Three Peaks, Nine Days, No Shoes

In a year when outdoor athletes, stranded by COVID-19, have broken many long-standing local records, Tony Riddle has completed the UK’s Three Peaks Challenge in the fastest time. Not only did he climb the three highest mountains in England, Scotland and Wales back-to-back — barefoot! — he also ran the distance between them in minimalist shoes.

He set off on his peculiar odyssey on August 29 and completed the 780km challenge in nine days, seven hours and 18 minutes. This broke the previous record by four hours and 31 minutes and was a world first for barefoot running.

Tony Riddle at the top of Scaffel Pike. Photo: @thenaturallifestylist


The 45-year-old ran 80km a day, starting at Mt. Snowden (1,085m) in Wales. He then climbed Scafell Pike (978m), England’s highest peak, and Ben Nevis (1,345m) in Scotland.

He did this with a broken toe, after just recovering from COVID-19. Riddle found pavement the most difficult to run on, as he often goes barefoot in the mountains. That is why he wore minimalist runners between peaks. “When tarmac gets wet, it has this cheese-grater effect on feet,” he explained.

Riddle described the nine days as “brutal and beautiful”. Occasionally, he had to peel off sections of skin on his legs because of chafing. He likened it to peeling away the ego’s protective layers: “I had to go through that level of exhaustion to remove whatever masks or facades were in place.”

Riddle’s feet after 4 days of his UK run in 2019. Photo: @thenaturallifestylist


This is not Riddle’s first barefoot challenge. In September 2019, the ultra runner ran barefoot for 1,400km across Great Britain, from Land’s End to John O’Groats. During the month-long journey, he ran approximately 50km a day until the last two days. Near the end of the run, he cut his foot on a jagged rock, forcing him to rest for a few days while it healed. He then decided to increase his distance over the last two days, logging in 75km and 92km.

Riddle’s love for barefoot running comes from a foot deformity he was born with. In the womb, his feet had wrapped under his armpits, so as a young child, he often wore various corrective measures, including plaster casts and boot braces. It changed his perspective on his body and ignited a fascination with biology. He has come to believe that the human body performs best when you embrace nature and cast aside modern inventions.

(Dataset entries)
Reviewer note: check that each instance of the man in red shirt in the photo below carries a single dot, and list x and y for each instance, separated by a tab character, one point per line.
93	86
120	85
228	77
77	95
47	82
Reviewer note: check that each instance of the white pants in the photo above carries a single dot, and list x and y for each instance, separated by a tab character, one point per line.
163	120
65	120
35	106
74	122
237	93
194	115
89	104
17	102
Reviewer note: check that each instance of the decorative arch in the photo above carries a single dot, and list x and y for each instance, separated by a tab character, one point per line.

Tasks for this exercise:
(1) Translate this sentence from the Three Peaks article into Spanish: "Riddle described the nine days as “brutal and beautiful”."
(2) According to the Three Peaks article, what injury did Riddle have while completing the challenge?
(3) Repeat the passage of the Three Peaks article between "Three Peaks, Nine" and "in minimalist shoes.", inclusive.

Your responses:
(1) Riddle describió los nueve días como «brutales y hermosos».

(2) He had a broken toe.

(3)
Three Peaks, Nine Days, No Shoes

In a year when outdoor athletes, stranded by COVID-19, have broken many long-standing local records, Tony Riddle has completed the UK’s Three Peaks Challenge in the fastest time. Not only did he climb the three highest mountains in England, Scotland and Wales back-to-back — barefoot! — he also ran the distance between them in minimalist shoes.